(Natural-language object grounding data)
↓

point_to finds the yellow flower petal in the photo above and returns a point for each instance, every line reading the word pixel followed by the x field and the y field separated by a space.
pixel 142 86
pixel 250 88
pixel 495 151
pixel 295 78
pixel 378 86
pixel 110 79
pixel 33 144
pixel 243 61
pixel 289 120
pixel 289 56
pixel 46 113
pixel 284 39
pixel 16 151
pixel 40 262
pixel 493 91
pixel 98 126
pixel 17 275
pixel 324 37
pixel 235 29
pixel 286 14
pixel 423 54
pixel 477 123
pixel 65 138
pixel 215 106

↑

Exactly as shown above, write out all the records.

point_to finds the yellow flower petal in the photo above and returns a point for each instance, every line reading the word pixel followed by the x field and the y field separated by a space.
pixel 142 86
pixel 250 88
pixel 495 151
pixel 295 78
pixel 378 86
pixel 110 79
pixel 33 144
pixel 243 61
pixel 289 120
pixel 289 56
pixel 46 113
pixel 284 39
pixel 16 151
pixel 40 262
pixel 493 91
pixel 98 126
pixel 17 275
pixel 324 37
pixel 235 29
pixel 286 14
pixel 423 54
pixel 477 123
pixel 65 138
pixel 215 106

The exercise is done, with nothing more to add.